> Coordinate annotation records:
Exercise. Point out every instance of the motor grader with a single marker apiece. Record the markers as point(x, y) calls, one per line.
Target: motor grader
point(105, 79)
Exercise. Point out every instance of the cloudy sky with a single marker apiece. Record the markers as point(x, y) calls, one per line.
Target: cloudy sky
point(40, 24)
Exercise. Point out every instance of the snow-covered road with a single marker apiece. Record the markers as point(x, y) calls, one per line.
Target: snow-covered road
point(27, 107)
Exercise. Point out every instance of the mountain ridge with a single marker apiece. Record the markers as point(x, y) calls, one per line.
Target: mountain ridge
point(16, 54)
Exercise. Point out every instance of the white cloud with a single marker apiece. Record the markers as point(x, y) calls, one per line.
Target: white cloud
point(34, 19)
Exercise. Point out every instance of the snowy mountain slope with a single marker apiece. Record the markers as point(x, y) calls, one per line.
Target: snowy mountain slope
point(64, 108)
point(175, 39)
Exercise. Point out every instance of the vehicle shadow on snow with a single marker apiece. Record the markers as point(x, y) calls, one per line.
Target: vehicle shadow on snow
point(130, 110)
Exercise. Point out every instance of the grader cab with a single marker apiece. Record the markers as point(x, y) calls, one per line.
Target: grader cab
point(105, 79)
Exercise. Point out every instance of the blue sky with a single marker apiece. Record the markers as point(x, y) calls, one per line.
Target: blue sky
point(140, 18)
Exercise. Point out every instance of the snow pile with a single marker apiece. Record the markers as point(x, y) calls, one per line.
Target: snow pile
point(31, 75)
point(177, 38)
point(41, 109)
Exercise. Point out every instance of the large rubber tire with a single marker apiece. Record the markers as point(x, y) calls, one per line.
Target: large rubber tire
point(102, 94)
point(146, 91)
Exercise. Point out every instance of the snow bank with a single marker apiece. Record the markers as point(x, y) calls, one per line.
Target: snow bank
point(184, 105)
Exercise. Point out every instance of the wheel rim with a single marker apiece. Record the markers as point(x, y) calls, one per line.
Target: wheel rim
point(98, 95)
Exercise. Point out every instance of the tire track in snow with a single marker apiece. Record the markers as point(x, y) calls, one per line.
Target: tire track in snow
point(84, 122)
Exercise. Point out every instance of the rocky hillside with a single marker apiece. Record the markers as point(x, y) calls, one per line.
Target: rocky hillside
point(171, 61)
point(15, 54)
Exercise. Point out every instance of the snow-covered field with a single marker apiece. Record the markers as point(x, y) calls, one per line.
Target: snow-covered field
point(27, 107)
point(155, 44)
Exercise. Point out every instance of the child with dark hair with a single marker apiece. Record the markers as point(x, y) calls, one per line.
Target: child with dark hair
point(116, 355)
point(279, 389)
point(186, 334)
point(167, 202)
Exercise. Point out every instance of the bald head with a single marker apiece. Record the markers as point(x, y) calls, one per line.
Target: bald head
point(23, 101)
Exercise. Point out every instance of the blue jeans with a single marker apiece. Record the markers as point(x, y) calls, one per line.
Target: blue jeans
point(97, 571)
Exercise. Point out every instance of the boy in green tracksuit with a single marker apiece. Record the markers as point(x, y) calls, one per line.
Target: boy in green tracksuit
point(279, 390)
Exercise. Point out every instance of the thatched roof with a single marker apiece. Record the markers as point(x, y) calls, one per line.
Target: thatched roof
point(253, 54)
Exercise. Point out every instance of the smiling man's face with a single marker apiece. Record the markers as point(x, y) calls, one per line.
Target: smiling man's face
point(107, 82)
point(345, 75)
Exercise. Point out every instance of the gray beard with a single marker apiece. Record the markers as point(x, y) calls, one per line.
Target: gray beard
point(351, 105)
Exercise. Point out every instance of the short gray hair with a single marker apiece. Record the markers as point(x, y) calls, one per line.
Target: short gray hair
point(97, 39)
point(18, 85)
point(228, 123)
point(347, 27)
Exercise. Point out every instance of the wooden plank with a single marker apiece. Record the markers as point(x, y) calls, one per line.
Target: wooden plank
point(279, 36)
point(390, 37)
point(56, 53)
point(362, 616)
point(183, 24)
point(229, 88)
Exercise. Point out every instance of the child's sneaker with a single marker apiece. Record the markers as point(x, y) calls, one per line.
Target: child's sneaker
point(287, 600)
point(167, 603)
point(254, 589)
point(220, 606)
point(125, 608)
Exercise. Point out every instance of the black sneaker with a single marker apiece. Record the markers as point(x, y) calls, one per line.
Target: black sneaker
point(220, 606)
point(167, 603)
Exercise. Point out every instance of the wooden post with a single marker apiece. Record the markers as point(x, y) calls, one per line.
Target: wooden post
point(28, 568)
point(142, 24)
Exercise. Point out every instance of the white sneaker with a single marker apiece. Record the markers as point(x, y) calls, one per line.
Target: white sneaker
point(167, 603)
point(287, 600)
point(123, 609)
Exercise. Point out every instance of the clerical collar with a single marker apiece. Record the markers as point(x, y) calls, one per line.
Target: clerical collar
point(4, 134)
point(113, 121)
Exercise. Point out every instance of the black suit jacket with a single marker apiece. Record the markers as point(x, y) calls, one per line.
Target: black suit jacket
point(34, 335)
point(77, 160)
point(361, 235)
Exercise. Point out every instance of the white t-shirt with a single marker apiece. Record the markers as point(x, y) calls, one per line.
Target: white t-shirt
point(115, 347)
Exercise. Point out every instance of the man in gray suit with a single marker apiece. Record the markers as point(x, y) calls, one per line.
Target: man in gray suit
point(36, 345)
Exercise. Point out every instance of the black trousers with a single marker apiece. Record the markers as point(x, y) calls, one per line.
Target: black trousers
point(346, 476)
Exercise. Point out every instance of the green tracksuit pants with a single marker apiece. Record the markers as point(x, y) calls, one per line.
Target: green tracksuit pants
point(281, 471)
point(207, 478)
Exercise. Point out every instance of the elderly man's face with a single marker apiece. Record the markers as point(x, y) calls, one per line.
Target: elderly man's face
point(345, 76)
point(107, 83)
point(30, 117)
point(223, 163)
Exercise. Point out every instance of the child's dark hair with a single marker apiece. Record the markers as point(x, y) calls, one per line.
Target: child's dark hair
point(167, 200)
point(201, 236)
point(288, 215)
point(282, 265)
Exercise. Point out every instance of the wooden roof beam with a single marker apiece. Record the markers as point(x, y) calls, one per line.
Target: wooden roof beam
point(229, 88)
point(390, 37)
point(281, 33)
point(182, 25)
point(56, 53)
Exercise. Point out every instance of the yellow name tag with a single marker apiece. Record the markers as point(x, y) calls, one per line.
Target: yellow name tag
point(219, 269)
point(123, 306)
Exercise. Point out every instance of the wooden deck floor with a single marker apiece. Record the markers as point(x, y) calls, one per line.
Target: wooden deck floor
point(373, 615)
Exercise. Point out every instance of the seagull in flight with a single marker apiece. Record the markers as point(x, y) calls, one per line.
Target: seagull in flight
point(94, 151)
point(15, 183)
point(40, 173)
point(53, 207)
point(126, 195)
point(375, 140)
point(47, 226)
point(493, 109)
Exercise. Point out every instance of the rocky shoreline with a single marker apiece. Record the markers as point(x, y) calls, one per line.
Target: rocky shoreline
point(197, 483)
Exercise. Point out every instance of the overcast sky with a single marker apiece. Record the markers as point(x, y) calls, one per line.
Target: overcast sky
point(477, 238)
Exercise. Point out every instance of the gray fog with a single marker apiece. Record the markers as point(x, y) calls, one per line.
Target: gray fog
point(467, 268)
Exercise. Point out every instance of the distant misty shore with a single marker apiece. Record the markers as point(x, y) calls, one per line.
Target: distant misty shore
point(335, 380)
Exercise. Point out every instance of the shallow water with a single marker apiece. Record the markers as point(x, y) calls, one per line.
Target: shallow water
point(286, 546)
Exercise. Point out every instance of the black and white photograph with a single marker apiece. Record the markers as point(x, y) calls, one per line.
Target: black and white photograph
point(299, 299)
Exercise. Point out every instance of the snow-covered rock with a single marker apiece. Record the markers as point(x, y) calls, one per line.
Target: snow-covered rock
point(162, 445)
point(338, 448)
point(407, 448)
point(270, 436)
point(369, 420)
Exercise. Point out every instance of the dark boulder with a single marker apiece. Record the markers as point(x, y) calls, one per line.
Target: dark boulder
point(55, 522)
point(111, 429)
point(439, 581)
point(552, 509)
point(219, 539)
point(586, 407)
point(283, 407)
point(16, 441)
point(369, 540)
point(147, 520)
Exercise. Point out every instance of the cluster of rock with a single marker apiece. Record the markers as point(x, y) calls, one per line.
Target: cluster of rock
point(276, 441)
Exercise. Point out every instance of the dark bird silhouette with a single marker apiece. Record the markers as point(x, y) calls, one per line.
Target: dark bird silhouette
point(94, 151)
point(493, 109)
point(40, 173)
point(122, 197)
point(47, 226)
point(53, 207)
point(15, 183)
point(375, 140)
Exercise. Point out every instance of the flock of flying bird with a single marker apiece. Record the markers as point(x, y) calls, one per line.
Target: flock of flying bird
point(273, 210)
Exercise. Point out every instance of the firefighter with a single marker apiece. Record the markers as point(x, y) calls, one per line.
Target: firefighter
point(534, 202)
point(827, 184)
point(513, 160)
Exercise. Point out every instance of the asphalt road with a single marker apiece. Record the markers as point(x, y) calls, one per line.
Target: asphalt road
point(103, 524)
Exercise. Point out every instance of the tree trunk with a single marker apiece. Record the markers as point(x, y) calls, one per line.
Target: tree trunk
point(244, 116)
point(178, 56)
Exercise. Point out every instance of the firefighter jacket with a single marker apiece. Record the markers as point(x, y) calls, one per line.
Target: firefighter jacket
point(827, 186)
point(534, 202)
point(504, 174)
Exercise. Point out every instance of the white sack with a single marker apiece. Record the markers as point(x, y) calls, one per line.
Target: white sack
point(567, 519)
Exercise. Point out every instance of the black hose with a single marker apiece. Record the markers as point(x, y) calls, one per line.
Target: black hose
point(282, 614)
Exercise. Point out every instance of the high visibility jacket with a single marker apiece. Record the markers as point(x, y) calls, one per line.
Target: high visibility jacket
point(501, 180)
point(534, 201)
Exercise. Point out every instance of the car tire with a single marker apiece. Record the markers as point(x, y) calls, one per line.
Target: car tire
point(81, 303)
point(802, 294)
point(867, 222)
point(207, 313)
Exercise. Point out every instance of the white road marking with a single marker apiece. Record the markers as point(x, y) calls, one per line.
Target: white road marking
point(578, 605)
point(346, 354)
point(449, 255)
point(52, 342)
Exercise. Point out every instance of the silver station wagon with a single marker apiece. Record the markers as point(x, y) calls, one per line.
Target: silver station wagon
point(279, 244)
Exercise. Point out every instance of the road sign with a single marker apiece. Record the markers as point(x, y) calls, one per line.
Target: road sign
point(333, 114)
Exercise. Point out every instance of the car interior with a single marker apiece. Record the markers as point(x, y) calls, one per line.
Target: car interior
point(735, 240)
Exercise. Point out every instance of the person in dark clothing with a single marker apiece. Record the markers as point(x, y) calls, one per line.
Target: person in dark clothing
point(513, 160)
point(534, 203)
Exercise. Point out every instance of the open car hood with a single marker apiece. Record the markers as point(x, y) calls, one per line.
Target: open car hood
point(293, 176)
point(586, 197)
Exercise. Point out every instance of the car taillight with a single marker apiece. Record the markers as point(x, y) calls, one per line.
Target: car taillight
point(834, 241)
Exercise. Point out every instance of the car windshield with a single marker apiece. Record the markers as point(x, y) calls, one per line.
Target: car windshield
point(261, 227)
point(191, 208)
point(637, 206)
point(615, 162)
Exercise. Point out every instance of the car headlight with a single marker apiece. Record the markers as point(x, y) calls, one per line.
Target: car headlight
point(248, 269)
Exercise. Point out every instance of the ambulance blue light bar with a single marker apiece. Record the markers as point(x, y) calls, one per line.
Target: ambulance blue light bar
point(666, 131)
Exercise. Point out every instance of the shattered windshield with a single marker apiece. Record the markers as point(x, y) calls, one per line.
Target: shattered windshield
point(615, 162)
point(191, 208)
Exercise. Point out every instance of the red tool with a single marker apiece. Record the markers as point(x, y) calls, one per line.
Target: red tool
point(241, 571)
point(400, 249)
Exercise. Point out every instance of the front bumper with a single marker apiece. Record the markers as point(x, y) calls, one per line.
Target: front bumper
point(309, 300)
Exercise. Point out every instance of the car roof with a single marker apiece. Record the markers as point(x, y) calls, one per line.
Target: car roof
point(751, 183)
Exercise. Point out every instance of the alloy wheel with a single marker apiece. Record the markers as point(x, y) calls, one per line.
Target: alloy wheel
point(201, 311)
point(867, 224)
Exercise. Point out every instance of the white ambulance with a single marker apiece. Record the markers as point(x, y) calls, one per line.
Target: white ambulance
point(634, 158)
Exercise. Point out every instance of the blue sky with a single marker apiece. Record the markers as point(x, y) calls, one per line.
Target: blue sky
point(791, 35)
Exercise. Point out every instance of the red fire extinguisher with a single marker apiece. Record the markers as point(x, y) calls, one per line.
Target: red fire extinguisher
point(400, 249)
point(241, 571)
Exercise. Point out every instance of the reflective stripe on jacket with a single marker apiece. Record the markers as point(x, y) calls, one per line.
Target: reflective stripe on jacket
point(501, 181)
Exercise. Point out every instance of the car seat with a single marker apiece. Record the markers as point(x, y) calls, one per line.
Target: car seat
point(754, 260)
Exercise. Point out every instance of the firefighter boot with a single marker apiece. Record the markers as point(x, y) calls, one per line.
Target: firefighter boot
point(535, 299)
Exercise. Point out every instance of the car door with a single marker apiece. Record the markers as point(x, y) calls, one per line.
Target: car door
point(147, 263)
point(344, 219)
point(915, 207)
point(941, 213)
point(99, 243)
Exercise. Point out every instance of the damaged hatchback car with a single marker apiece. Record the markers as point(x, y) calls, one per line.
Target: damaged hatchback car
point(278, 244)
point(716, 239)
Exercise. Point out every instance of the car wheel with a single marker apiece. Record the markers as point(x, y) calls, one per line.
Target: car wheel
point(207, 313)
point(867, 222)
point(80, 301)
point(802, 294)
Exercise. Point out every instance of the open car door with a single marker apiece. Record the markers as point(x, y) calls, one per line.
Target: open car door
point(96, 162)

> The exercise:
Reproduce the records above exactly, starting with the line that contains "Exercise. Point out every instance of the reflective" and ending with the last line.

> Task result:
Exercise. Point out every instance of the reflective stripe on jacket with a single marker apiece. Record the markers as point(x, y) calls, one per line.
Target: reflective stripe on jacket
point(501, 181)
Exercise. Point out every instance of the car seat with a single marker apiece. Record the markers as point(x, y) calls, one per line.
Target: car seat
point(754, 260)
Exercise. Point out every instance of the firefighter boot with a single marker apiece. Record the markers as point(x, y) calls, one per line.
Target: firefighter boot
point(535, 299)
Exercise. Point out every instance of the car door with a single marker apiece. Record the markers as point(x, y) calls, one per line.
Target: car door
point(147, 263)
point(344, 219)
point(915, 207)
point(941, 213)
point(99, 243)
Exercise. Point out every instance of the damaged hatchback car with a single marker apiece. Record the markers as point(x, y) calls, one per line.
Target: damaged hatchback car
point(278, 244)
point(716, 239)
Exercise. Point out every instance of the car wheel with a single marker apiece. Record the markers as point(x, y) calls, one per line.
Target: car wheel
point(207, 313)
point(867, 222)
point(80, 301)
point(802, 294)
Exercise. Point out every instance of the open car door with a single marker apiece. Record the markers as point(x, y) calls, one per line.
Target: open car door
point(96, 162)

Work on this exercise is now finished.